> [TEXTE À EXAMINER]:
-*-*-
Morts comme vivants, leur nombre exact demeure un mystère. Les organisations internationales évaluent cependant à deux millions le nombre de personnes ayant tenté, ces huit dernières années, la traversée de la Méditerranée pour rejoindre l’Europe, principalement depuis l’Afrique subsaharienne et le Moyen-Orient. Parmi elles, au moins 25 000 disparues ou présumées mortes. Peu de corps sont repêchés, même quand le lieu du naufrage présumé a pu être identifié. Quant à ceux roulés par les vagues et échoués sur les plages italiennes, grecques ou chypriotes, la plupart n’ont droit qu’à une sépulture anonyme. L’hebdomadaire américain The New Yorker du 11 janvier est parti sur les traces de ces corps sans nom et de leurs familles, confrontées à un deuil impossible. Les gouvernements européens ne s’en soucient guère, et tentent par tous les moyens de s’épargner les coûteuses opérations de repêchage et de remorquage des épaves, lesquelles se chiffrent en millions d’euros, comme les fastidieuses enquêtes sur l’identité des migrants retrouvés au fond de la mer. « Trouver des personnes disparues et investiguer sur leur disparition relève de la responsabilité des Etats, qu’elles soient citoyennes ou non, indépendamment de leur nationalité, de leur origine ethnique, de leur origine raciale », plaide pourtant Kathryne Bomberger, directrice générale de la Commission internationale sur les personnes disparues, dans les colonnes du New Yorker.
Créée en 1996 sous l’impulsion du président Bill Clinton après le conflit dans les Balkans, la structure maintient la pression sur les gouvernements, avec l’appui de la Cour pénale internationale (CPI), pour localiser et identifier les corps des migrants décédés et mener des enquêtes sur les circonstances de leur disparition. Jusqu’ici en vain. L’inaction des politiques entraîne pourtant de graves conséquences humaines et juridiques : les personnes qui ne peuvent prouver qu’un conjoint est décédé auront, par exemple, des difficultés à percevoir une pension. Et en l’absence de corps, les poursuites judiciaires à l’encontre des réseaux mafieux qui prennent en charge la traversée des migrants sont rendues quasiment impossibles.
-*-*-
> [CONSIGNE 1]:
Pour chacune des affirmations suivantes, dites si elle concorde avec le texte sur les migrants disparus en Méditerranée, en citant à l'identique les mots qui tranchent.
(a) La Commission internationale sur les personnes disparues a été créée en 1996.
(b) La plupart des corps échoués sur les plages reçoivent une sépulture portant leur nom.
(c) Les organisations internationales estiment à 25 000 le nombre de personnes ayant tenté la traversée.
> [CONSIGNE 2]:
Répondez brièvement à ces questions sur le texte consacré aux migrants disparus en Méditerranée.
(a) Quel hebdomadaire est parti sur les traces de ces corps sans nom ?
(b) Qui est directrice générale de la Commission internationale sur les personnes disparues ?
(c) Qu'auront du mal à percevoir les personnes qui ne peuvent prouver qu'un conjoint est décédé ?
> [CONSIGNE 3]: Poursuivez le texte sur les migrants disparus en Méditerranée à partir de sa dernière phrase.

> [INFORMATIONS]:
-*-*-
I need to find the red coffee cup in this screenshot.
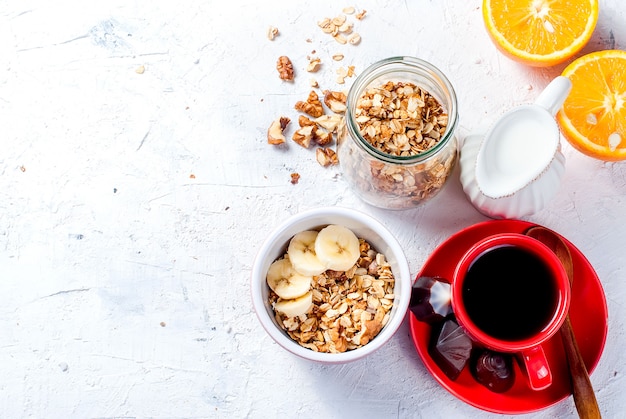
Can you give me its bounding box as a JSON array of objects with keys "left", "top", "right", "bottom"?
[{"left": 451, "top": 233, "right": 571, "bottom": 390}]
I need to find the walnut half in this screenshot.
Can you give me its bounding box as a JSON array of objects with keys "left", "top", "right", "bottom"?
[
  {"left": 276, "top": 55, "right": 294, "bottom": 81},
  {"left": 267, "top": 116, "right": 291, "bottom": 145}
]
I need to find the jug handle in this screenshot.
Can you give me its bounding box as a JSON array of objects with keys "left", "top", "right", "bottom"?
[{"left": 535, "top": 76, "right": 572, "bottom": 116}]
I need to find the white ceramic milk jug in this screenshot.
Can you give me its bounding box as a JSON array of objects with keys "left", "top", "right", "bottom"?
[{"left": 459, "top": 76, "right": 572, "bottom": 218}]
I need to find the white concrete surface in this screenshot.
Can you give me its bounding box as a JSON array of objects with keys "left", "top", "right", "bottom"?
[{"left": 0, "top": 0, "right": 626, "bottom": 418}]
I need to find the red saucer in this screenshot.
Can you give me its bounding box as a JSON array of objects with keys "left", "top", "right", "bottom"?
[{"left": 409, "top": 220, "right": 608, "bottom": 414}]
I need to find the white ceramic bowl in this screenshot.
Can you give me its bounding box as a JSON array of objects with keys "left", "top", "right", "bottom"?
[{"left": 250, "top": 207, "right": 413, "bottom": 363}]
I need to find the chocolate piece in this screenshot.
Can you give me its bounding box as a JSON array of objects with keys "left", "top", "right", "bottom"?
[
  {"left": 471, "top": 349, "right": 515, "bottom": 393},
  {"left": 428, "top": 319, "right": 472, "bottom": 381},
  {"left": 409, "top": 276, "right": 452, "bottom": 324}
]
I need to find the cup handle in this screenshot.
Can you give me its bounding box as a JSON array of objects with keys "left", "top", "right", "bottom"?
[
  {"left": 535, "top": 76, "right": 572, "bottom": 116},
  {"left": 521, "top": 345, "right": 552, "bottom": 390}
]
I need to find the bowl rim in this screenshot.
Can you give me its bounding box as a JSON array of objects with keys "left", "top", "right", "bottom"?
[{"left": 250, "top": 207, "right": 412, "bottom": 363}]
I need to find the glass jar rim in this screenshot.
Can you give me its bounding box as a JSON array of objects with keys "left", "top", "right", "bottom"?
[{"left": 346, "top": 56, "right": 458, "bottom": 164}]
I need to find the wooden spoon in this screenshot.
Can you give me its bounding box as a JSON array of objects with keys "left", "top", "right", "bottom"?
[{"left": 526, "top": 226, "right": 602, "bottom": 419}]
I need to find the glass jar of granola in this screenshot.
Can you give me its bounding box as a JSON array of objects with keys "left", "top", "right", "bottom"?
[{"left": 337, "top": 57, "right": 458, "bottom": 209}]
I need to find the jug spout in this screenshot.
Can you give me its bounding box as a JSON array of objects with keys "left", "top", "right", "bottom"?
[{"left": 535, "top": 76, "right": 572, "bottom": 116}]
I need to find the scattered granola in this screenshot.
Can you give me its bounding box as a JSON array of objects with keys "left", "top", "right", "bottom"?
[
  {"left": 276, "top": 55, "right": 294, "bottom": 81},
  {"left": 269, "top": 239, "right": 395, "bottom": 353},
  {"left": 324, "top": 90, "right": 348, "bottom": 114}
]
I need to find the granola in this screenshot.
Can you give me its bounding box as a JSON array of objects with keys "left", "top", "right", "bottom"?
[{"left": 269, "top": 239, "right": 395, "bottom": 353}]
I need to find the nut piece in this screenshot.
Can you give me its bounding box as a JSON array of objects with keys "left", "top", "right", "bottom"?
[
  {"left": 313, "top": 129, "right": 333, "bottom": 146},
  {"left": 267, "top": 116, "right": 291, "bottom": 145},
  {"left": 315, "top": 147, "right": 339, "bottom": 167},
  {"left": 298, "top": 115, "right": 315, "bottom": 128},
  {"left": 324, "top": 90, "right": 348, "bottom": 113},
  {"left": 315, "top": 115, "right": 343, "bottom": 132},
  {"left": 291, "top": 124, "right": 317, "bottom": 148},
  {"left": 294, "top": 90, "right": 324, "bottom": 118},
  {"left": 276, "top": 55, "right": 294, "bottom": 81},
  {"left": 306, "top": 57, "right": 322, "bottom": 73},
  {"left": 267, "top": 26, "right": 279, "bottom": 41}
]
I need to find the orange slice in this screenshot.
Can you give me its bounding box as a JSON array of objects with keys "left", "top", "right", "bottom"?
[
  {"left": 556, "top": 50, "right": 626, "bottom": 161},
  {"left": 483, "top": 0, "right": 598, "bottom": 67}
]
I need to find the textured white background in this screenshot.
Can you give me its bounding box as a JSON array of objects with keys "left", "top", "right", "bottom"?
[{"left": 0, "top": 0, "right": 626, "bottom": 418}]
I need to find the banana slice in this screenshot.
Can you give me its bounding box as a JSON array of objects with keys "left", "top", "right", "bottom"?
[
  {"left": 287, "top": 230, "right": 326, "bottom": 275},
  {"left": 274, "top": 291, "right": 313, "bottom": 317},
  {"left": 267, "top": 258, "right": 313, "bottom": 300},
  {"left": 315, "top": 224, "right": 361, "bottom": 271}
]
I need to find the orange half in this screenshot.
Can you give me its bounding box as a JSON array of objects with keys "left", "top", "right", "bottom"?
[
  {"left": 556, "top": 50, "right": 626, "bottom": 161},
  {"left": 483, "top": 0, "right": 598, "bottom": 67}
]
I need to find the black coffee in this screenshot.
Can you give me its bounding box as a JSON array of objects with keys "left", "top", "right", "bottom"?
[{"left": 462, "top": 245, "right": 558, "bottom": 341}]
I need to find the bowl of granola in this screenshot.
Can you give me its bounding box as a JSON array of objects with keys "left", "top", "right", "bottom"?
[{"left": 251, "top": 207, "right": 412, "bottom": 363}]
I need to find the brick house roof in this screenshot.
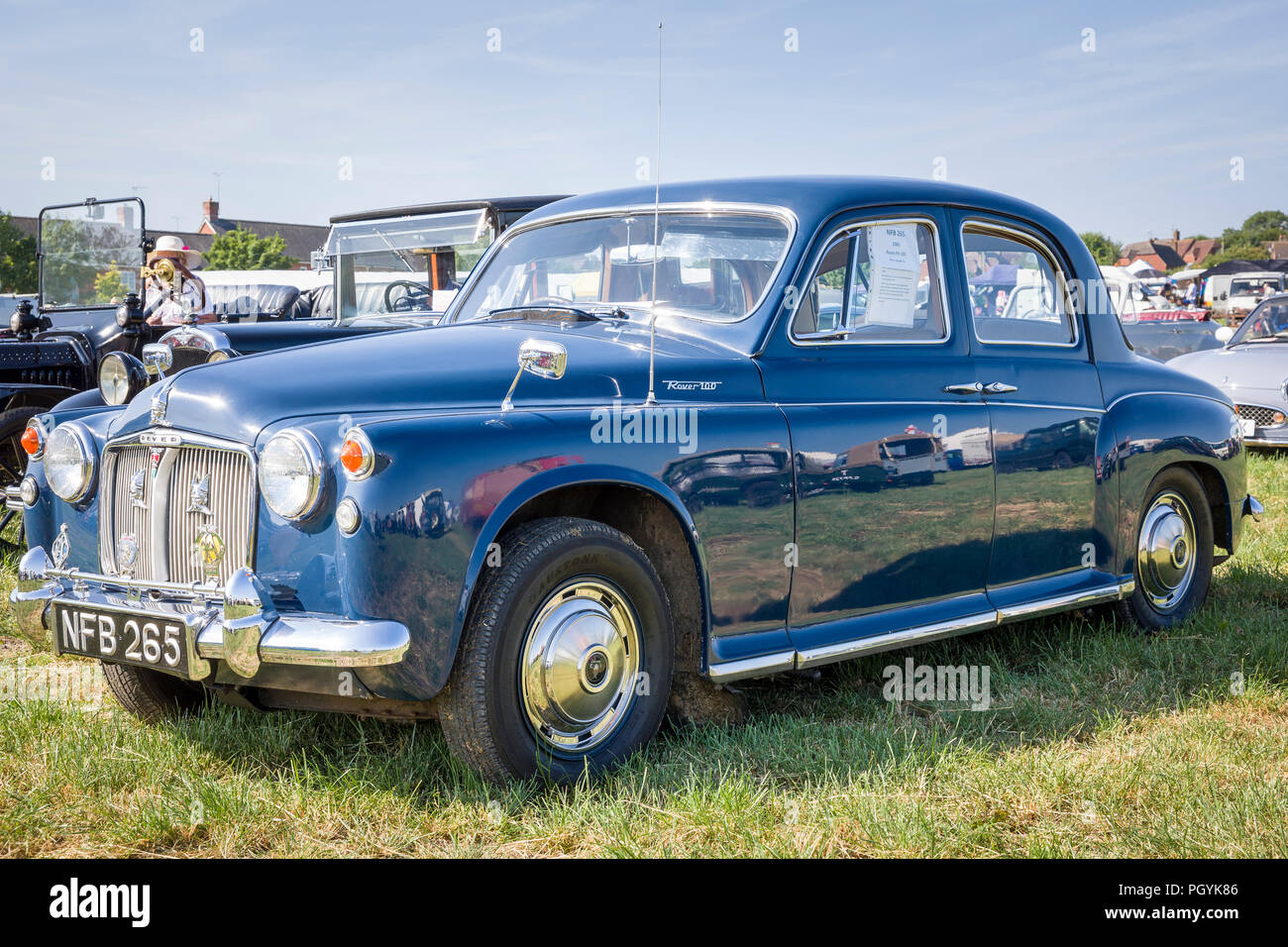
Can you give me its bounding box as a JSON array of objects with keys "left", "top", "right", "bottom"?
-*-*-
> [RÉPONSE ATTENDUE 1]:
(a) Oui : « Créée en 1996 sous l’impulsion du président Bill Clinton après le conflit dans les Balkans ».
(b) Non : « la plupart n’ont droit qu’à une sépulture anonyme ».
(c) Non : « évaluent cependant à deux millions le nombre de personnes ayant tenté, ces huit dernières années, la traversée ».

> [RÉPONSE ATTENDUE 2]:
(a) L’hebdomadaire américain The New Yorker, dans son numéro du 11 janvier.
(b) Kathryne Bomberger.
(c) Une pension.

> [RÉPONSE ATTENDUE 3]:
Une poignée d’ONG tentent malgré tout de combler ce vide. Citons parmi elles l’Organisation internationale pour les migrations (OIM), qui finance un projet sur les migrants disparus. Le Comité international de la Croix-Rouge (CICR) s’emploie également à retrouver la trace des noyés en mer Méditerranée, à l’instar du Haut Commissariat des Nations unies pour les réfugiés (HCR) ou de Human Rights Watch (HRW). Aux niveaux local et régional, des associations travaillent, elles, en amont des naufrages : Alarm Phone, qui exploite une « hotline » pour les migrants en détresse en Méditerranée et dans l’océan Atlantique, Proactiva Open Arms, une ONG fournissant des services d’aide d’urgence et de sauvetage, ou encore WatchTheMed Alarm Phone, autre organisation qui tente de coordonner les opérations de sauvetage avec les autorités compétentes.
Mais cette mobilisation s’avère bien dérisoire face à l’ampleur de la tâche. En Italie, rapporte le New Yorker, le laboratoire d’analyses médicales de l’université de Milan effectue des analyses des restes d’ADN, « avec l’aide d’une équipe bénévole d’anthropologues médico-légaux dévoués et bénévoles », sans recevoir le moindre financement de l’Etat, et grâce à la générosité d’acteurs privés. Depuis ses débuts, la structure aurait réussi à identifier une cinquantaine de personnes.